**What to do**
Reproduce the rows below as a numbered list, leaving out every blank line.

start Stored rows

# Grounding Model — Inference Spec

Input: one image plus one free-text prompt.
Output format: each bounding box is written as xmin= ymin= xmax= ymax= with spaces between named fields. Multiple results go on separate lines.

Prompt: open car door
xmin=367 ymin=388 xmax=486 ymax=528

end Stored rows

**Solution for this task**
1. # Grounding Model — Inference Spec
2. Input: one image plus one free-text prompt.
3. Output format: each bounding box is written as xmin= ymin= xmax= ymax= with spaces between named fields. Multiple results go on separate lines.
4. Prompt: open car door
5. xmin=367 ymin=388 xmax=486 ymax=528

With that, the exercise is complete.